→ AIM 1: In the article on management systems for growing startups, what four perspectives does the Balanced Scorecard make you view the organization from?
→ AIM 2: Reproduce a section of the article on management systems for growing startups word for word, beginning at the words "This is where Strategy" and stopping after "implementation of strategy.".

→ PASSAGE TO READ:
------------------------------------------------

If academics are rearing to jump on a reference to Foucault’s “Discipline and Punish”, then now’s not a good time.
We know the market has moved out of its earlier discipline and punish model to a better (and less panoptic) model of management. Hence, in this post no harm was done, nor any punishment given to any theoretical business beings (except, well, some business practices).
Once the startup has reached into the “fun stage”, where customers start placing orders, executives face the herculean task of keeping their business under control. Since the business has gained a momentum of its own, and continues to run on the intake provided by the customers, it can start to move into unprecedented territories.
Unless the executives are able to leash it, chances of controlling the growing entity can dramatically grow thin.
From my experience, 5-systems have proved beneficial in overcoming disciplining problems. I believe, they will prove helpful for other executives in the same boat. These five systems include:
- Balanced Scorecards
- Strategy Maps
- Strategic Job Families
- Top Grading
- Business Rhythms
Let’s see each in brief.
Balanced Scorecards (BSC)
The worst thing that executives often do is to hang their strategic plan as portraits, watching them every once a while during the quarter. It is crucial that executives establish a framework for placing all important KPIs into the right perspective and then measuring them accordingly.
The Balanced Score Board (BSB) transforms your strategic plan into an order churning machine for managers and employees on a daily basis.
Its power is often underestimated by considering it as merely a measurement system, but I’ve found it to be a complete management system capable of providing feedback for both internal business processes as well as external outcomes. It will allow you to continuously improve strategic performances and results.
The BSB forces us to view the organization from four perspectives (Financial, Customer, Business Processes, and Learning & Growth), and hence develop metrics, methods of collecting relevant data, and analyzing each perspective to figure how value is being created for the organization.
This is then communicated using Strategy Mapping (next).
Gain basic insights into the use of the Balanced Scoreboard, read “Using the Balanced Scorecard as a Strategic Management System” (Robert S. Kaplan and David P. Norton).
For a more fundamental understanding of the Balanced Scoreboard read Robert S. Kaplan’s original work “Conceptual Foundations of the Balanced Scoreboard” published in HBR (2010).
It is crucial to communicate the strategy of the organization, focus its efforts, and choose appropriate measures to report to an organization’s progress in implementing a strategy.
This is where Strategy Maps come in. They are a simple diagram that explicitly shows the cause-and-effect relationship between the four BSC objectives (Processes, Financial, Customer, and Growth & Learning). With this diagram, you can easily and thoroughly document the primary strategic goals being pursued by an organization or a management team.
They have allowed me to easily communicate strategies for the prime question “How we are to create long-term value for the shareholder?”
With a Strategy Map, the creation of shareholder value (the result in most cases) is exhaustively linked to organization’s core capabilities, innovation, organizational design, human resources, IT, connected learning, and processes, customer, and quality management. This graphic communication of the strategy among executives allows one to align resources for the successful implementation of strategy.
You can look up some examples of Strategy Mapping here.
Strategic Job Families
It’s never enough to populate the company with outstanding employees. Executives must use them effectively though good organizational design. This is where Strategic Job Families has arrived as a greater device for addressing workforce management.
Imagine being able to direct the organization’s strategy by knowing which positions will have the most direct impact on the execution of your strategy.

------------------------------------------------

→ RECORD EXTRACTS:
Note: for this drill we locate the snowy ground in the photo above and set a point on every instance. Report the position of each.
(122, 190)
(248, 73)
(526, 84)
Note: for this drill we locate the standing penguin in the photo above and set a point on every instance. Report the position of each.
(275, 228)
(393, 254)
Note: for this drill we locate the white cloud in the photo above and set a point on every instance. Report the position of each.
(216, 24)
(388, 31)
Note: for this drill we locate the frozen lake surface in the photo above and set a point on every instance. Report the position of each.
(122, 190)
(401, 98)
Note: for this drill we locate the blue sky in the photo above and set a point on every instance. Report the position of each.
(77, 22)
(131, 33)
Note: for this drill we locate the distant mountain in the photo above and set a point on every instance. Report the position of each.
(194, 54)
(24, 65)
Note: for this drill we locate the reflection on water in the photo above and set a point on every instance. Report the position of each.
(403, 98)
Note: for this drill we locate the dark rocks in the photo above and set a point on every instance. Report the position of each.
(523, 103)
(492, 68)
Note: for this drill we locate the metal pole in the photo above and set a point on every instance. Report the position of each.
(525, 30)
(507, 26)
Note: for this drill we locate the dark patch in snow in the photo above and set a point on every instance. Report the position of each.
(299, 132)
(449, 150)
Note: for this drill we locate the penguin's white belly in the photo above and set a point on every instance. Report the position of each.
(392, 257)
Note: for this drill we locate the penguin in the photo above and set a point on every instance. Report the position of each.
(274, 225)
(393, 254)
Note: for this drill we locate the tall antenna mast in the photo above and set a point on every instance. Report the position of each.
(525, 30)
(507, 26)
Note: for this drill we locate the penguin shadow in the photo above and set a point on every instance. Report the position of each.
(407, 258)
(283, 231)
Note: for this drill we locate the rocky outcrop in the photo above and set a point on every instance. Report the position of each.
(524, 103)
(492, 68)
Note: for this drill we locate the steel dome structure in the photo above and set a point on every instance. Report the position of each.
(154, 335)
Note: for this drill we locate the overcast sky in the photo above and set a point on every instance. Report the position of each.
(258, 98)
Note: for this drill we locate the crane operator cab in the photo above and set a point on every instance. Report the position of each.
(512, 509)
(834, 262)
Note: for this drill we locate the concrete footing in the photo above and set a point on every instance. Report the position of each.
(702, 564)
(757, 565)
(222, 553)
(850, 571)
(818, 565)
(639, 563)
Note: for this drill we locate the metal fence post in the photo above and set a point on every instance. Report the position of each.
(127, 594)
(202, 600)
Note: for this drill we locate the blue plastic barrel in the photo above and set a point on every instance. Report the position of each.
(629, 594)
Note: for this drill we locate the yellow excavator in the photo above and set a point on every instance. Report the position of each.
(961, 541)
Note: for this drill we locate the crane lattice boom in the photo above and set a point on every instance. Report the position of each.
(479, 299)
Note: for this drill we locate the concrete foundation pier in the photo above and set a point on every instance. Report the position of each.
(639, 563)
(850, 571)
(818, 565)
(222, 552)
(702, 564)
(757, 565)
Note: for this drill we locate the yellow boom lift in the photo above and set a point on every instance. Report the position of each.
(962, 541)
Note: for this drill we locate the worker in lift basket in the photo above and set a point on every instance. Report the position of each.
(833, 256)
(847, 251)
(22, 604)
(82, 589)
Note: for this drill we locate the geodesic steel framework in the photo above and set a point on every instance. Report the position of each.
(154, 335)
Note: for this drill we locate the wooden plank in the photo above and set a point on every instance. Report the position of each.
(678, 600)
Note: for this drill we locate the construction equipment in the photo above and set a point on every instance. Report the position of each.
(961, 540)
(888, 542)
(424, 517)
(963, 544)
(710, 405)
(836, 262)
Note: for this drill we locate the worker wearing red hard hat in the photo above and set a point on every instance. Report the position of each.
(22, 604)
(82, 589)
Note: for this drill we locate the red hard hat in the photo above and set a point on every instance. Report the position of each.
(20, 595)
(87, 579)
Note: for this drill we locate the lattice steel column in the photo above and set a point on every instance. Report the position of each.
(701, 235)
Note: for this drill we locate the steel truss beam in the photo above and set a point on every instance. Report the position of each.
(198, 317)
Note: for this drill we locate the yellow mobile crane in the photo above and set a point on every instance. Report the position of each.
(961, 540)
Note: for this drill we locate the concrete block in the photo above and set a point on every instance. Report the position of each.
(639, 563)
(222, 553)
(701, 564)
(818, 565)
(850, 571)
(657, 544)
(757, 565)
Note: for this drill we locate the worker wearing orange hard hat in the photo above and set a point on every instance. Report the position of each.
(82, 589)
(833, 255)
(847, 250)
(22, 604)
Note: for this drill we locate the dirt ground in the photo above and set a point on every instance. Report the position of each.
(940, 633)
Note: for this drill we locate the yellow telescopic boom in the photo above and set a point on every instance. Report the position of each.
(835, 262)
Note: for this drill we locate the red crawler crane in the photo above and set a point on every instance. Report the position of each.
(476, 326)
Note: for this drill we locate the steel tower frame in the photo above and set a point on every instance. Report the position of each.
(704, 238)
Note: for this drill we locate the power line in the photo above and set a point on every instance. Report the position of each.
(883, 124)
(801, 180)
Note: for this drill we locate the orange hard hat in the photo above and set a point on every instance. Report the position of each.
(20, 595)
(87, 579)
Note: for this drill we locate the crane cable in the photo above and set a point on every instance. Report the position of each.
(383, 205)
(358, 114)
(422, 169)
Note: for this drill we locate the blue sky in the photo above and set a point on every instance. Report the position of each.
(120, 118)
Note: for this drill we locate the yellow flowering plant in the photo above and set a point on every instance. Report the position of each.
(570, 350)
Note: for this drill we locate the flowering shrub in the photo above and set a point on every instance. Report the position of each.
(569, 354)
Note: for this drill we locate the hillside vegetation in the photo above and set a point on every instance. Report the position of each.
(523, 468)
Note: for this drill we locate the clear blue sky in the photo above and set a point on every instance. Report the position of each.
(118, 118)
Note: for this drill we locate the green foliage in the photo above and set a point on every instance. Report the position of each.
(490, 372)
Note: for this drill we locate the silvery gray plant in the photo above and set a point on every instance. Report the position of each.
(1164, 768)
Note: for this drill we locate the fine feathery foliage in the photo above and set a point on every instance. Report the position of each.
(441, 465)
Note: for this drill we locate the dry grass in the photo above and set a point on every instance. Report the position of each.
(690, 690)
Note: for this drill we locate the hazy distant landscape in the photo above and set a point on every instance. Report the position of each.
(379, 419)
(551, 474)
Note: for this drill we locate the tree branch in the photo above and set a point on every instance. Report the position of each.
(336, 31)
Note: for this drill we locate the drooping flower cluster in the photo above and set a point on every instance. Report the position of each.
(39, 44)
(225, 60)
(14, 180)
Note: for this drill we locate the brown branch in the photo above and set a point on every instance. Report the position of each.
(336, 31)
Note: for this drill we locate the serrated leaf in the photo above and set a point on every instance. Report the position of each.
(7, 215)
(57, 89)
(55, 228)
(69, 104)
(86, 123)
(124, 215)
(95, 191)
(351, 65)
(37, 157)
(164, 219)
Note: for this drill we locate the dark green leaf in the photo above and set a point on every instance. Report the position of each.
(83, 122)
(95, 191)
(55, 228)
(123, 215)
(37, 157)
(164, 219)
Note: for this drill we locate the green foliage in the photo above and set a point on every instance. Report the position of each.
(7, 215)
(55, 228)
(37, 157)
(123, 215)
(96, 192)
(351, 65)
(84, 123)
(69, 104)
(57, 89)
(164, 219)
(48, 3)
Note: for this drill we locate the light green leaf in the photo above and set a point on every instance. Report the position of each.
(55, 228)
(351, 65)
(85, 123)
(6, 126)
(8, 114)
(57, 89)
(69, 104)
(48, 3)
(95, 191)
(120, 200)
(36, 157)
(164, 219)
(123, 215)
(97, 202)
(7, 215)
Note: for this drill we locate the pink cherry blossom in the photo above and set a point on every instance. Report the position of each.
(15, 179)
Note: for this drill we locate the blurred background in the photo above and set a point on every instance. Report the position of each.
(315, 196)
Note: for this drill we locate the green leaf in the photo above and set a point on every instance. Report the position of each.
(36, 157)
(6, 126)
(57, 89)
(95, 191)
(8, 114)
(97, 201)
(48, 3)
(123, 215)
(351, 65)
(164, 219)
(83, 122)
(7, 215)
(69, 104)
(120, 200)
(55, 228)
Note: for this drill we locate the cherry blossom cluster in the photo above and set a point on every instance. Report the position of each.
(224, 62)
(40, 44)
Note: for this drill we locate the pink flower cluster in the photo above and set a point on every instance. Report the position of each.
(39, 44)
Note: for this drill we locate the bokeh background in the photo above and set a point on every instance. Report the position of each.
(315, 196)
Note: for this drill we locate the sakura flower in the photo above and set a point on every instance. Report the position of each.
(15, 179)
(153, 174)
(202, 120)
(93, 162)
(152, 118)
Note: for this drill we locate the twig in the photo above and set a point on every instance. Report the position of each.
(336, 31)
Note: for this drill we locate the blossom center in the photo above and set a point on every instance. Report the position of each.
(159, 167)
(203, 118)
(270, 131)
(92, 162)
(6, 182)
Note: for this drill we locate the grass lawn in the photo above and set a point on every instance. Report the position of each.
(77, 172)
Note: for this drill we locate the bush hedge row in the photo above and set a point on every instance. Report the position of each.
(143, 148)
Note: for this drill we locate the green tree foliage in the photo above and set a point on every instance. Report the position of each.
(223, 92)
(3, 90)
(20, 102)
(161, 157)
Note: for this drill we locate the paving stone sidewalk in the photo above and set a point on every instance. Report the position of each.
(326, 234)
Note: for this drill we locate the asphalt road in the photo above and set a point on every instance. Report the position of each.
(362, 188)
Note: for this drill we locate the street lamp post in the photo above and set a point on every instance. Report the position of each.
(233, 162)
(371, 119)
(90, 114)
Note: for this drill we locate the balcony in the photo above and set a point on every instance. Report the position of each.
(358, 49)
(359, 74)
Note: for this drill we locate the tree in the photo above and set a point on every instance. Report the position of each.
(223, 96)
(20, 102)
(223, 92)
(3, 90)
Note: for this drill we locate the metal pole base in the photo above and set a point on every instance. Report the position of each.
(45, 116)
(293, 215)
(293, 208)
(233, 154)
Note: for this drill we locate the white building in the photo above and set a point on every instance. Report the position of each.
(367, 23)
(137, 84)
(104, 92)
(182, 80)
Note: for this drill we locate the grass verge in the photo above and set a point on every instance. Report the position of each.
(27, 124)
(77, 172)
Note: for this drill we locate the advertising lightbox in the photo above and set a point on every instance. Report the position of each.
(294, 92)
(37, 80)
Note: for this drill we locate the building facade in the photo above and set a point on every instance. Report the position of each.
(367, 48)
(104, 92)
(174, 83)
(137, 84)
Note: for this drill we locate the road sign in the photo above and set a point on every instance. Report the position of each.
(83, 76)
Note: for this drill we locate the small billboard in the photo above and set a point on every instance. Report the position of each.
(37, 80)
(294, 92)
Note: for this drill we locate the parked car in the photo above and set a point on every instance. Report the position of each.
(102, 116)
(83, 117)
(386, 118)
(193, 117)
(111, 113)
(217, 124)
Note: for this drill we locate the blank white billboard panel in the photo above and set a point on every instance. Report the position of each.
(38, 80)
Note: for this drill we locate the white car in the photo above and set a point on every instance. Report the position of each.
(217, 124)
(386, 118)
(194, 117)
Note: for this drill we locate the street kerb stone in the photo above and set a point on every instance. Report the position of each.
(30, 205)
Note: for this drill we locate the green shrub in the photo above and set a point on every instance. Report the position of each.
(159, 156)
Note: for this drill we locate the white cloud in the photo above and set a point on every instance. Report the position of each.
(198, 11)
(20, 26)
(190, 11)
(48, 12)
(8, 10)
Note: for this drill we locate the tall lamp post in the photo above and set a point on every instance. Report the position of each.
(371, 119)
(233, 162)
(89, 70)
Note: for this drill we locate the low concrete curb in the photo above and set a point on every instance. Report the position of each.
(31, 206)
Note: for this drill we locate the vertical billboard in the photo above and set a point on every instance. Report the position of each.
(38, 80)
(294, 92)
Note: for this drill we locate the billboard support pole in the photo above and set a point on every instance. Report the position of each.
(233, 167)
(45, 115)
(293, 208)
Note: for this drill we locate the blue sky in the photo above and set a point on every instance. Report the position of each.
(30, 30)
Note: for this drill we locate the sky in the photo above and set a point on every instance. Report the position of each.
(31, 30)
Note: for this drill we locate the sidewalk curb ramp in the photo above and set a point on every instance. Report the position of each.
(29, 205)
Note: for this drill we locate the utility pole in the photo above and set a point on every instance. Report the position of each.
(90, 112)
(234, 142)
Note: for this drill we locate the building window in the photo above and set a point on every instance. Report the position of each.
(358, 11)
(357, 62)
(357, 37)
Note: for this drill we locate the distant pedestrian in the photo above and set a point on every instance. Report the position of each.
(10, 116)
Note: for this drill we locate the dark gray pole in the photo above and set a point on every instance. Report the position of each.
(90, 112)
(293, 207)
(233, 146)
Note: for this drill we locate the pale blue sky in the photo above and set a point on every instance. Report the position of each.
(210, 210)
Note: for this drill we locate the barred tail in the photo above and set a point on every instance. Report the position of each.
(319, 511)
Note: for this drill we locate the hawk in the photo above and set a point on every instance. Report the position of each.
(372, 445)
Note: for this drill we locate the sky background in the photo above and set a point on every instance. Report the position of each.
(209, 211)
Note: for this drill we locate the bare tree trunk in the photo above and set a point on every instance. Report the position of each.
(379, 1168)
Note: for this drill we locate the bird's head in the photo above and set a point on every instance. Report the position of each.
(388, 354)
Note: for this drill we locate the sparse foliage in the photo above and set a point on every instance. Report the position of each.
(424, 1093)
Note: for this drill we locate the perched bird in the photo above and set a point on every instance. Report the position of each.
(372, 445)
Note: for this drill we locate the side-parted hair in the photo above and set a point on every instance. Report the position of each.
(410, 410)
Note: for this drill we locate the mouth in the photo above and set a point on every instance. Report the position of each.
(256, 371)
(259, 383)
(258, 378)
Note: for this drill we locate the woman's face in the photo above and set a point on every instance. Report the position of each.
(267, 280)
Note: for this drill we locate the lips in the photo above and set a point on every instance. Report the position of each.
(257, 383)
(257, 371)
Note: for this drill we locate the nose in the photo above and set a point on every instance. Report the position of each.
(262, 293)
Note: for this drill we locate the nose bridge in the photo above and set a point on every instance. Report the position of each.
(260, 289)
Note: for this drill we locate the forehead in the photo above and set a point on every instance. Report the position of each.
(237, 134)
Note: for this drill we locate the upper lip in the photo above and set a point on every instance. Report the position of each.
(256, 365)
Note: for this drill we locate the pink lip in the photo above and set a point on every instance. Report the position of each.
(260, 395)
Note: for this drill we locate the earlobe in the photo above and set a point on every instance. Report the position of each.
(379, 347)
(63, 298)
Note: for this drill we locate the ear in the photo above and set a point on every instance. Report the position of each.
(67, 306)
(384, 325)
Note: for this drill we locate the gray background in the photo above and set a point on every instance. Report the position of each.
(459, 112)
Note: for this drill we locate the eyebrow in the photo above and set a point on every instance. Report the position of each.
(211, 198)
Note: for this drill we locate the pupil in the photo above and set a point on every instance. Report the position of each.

------------------------------------------------

→ CORRECT RESPONSE 1: Financial, Customer, Business Processes, and Learning & Growth.

→ CORRECT RESPONSE 2:
This is where Strategy Maps come in. They are a simple diagram that explicitly shows the cause-and-effect relationship between the four BSC objectives (Processes, Financial, Customer, and Growth & Learning). With this diagram, you can easily and thoroughly document the primary strategic goals being pursued by an organization or a management team.
They have allowed me to easily communicate strategies for the prime question “How we are to create long-term value for the shareholder?”
With a Strategy Map, the creation of shareholder value (the result in most cases) is exhaustively linked to organization’s core capabilities, innovation, organizational design, human resources, IT, connected learning, and processes, customer, and quality management. This graphic communication of the strategy among executives allows one to align resources for the successful implementation of strategy.